### TEXT BLOCK:
★ ★ ★

We recently invested in British American Tobacco (BAT).
BAT, formed in 1902, is a global tobacco company with a strong position in next-generation products. Despite its growing profits BAT's valuation has dwindled to just 8x FCF. At these levels we think BAT offers a compelling investment opportunity.
Theory of cognitive bias
Whatever you think of the push towards ESG investing in the United States, it is stronger in Europe. Amazingly, a 2022 survey by PWC revealed that 60% of fund managers in Europe are planning to halt fund launches that don’t comply with ESG standards by year end 2024.
It should be no surprise, then, that tobacco stocks like BAT with primary listings in Europe have underperformed lately. Despite steady to growing profits, BAT’s share price has fallen about 40% over the past five years, massively underperforming both the S&P 500 and the MSCI World Index.
At Bireme, we believe that professional investors who invest based on ESG related factors are not performing their fiduciary duties to their clients. We call this “social conformity bias” — the desire to invest in companies based on social, rather than financial, returns. While this may or may not positively impact the world in the long term, it certainly leaves opportunities for firms like ours that are willing to take a different approach.
These investors are also ignoring a key aspect of BAT’s portfolio: their “reduced harm” products. These products, which do not burn tobacco, have only a fraction of the health risk of traditional cigarettes. In fact, UK Public Health said in 2015 that vaping was “at least 95% safer than tobacco” and recently confirmed these findings in a 2022 report. Interestingly, public perception of the safety of these products lags the data, with only a third of those studied in the UK report correctly perceiving that vaping was less harmful than smoking. As perception changes to match reality, usage of smoke-free nicotine products should continue to grow.
Despite this misconception around nicotine, these products are taking off in many markets. We believe that investors that have historically eschewed tobacco stocks like BAT will one day realize that these firms have a key role to play in the transition from cigarettes to lower-risk products. Viewed from this perspective, BAT may one day be considered a socially responsible firm and receive the 15-20x PE ratio that it deserves. In the meantime, we can collect a large and growing dividend.
BAT owns some of the most beloved brands in traditional combustible tobacco products. These include Kent, Dunhill, Lucky Strike, Newport, and Camel. While volumes have declined consistently as customers quit, die, or switch to non-combustibles, price increases have made up most of the difference. BAT’s revenues are flat since 2018 at around GBP 24 billion.
To be conservative, we estimate that revenue from combustibles will decline 2% going forward. Volumes will probably decline around 5% but we assume that prices will increase 3% annually.
The US is BAT’s largest market, but Europe, Asia, and Americas / Sub-Saharan Africa are also substantial geographical segments doing 4b GBP or more of sales. BAT has more than >40% market share in Australia, Bangladesh, Brazil, Canada, Chile, Denmark, Malaysia, New Zealand, and Pakistan.
Reduced Risk Products
While the segment has yet to achieve profitability, BAT’s reduced risk products are the crown jewel of their portfolio. The firm has dominant market share in vaping and “modern oral” products in many countries.
Also called next-generation products or "NGP", these products are altering the growth trajectory of the entire nicotine industry. The following projection from Kantar (via BAT’s management) shows the math. As new products grow at double digit rates, they create overall market growth of 3.5% annually.

★ ★ ★

### DATA:

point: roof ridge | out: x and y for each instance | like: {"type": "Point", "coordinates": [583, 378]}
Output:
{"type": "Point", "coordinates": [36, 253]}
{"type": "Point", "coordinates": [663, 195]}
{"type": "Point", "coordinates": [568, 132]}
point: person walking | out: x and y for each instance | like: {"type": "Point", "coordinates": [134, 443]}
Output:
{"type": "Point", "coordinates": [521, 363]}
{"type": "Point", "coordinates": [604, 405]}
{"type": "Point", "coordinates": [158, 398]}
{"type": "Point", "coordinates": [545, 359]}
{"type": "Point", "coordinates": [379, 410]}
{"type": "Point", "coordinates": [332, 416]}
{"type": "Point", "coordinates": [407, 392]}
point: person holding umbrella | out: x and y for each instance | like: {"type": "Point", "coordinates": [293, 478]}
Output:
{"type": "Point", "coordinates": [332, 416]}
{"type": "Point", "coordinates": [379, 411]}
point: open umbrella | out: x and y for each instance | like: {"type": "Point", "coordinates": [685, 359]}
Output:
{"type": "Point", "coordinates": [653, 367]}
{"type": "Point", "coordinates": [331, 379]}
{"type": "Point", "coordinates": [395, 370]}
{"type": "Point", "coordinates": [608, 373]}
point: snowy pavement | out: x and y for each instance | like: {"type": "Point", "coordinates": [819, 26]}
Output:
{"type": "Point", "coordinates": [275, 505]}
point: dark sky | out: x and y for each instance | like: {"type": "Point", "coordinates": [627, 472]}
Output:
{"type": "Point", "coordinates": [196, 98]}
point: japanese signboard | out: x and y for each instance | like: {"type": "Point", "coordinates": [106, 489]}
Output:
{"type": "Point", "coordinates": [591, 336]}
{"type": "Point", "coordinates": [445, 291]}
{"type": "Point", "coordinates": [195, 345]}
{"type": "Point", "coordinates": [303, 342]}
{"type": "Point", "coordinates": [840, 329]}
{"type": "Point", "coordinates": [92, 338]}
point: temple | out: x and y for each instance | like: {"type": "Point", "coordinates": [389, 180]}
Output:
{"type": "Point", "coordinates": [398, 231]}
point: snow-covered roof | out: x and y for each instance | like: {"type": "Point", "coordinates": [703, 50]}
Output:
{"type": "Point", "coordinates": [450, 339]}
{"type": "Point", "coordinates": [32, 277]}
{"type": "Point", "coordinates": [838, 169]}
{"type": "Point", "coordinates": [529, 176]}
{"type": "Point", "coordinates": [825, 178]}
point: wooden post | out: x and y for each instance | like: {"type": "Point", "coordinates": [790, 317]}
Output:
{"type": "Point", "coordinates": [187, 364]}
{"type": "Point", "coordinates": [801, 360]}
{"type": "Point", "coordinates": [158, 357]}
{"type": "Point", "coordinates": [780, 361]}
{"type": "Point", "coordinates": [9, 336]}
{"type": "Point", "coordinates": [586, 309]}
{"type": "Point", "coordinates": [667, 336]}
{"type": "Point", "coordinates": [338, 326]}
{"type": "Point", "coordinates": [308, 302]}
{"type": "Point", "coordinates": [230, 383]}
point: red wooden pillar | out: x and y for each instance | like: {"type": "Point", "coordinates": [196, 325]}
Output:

★ ★ ★

### WHAT TO WORK ON:
A - In the text on investing in BAT, by how much does the firm estimate that revenue from combustibles will decline going forward?
B - Carry on with the BAT investment text, starting right after its last sentence.

### ANSWERS TO THE EXERCISES:
A - By 2%.

B -
For BAT, as we mentioned above, we forecast a -2% decline in traditional tobacco products, while next gen sales increase from 2.9b GBP in 2022 to 12b by 2030. The total company should grow from 27.7b in sales to almost 30b. Profits are harder to forecast, but Phillip Morris’s consistent 40-45% EBITDA margin on 30% reduced risk share has shown that these products can be as profitable as traditional tobacco sales once the business has scaled.
Our forecast for BAT’s reduced risk portfolio lines up with the company’s projection of 5b GBP in revenue by 2025. The slide below shows their 33% sales CAGR over the last 4 years.
They’ve achieved this growth by developing three impressive brands: Vuse, Glo, and Velo.
Vuse is a vapor product. It uses an electronic device to heat a liquid into a vapor, which is then inhaled. It does not contain tobacco, but the liquid does contain nicotine. While the risks of vaping and popularity among young people have made the products somewhat controversial, the largest study to date, published by King’s College of London in Sept 2022, showed that the exposure to cancer-causing chemicals was much lower for people who vaped as compared to smokers.
Vuse market share in its top 5 markets has grown from 16% to 36% since 2019. The product has tremendous momentum, displacing Juul in the US and driving almost a billion dollars of revenue for the company. BAT also disclosed that Vuse had positive contribution margins in 3 of the 5 top markets, an indication that overall profitability is within reach.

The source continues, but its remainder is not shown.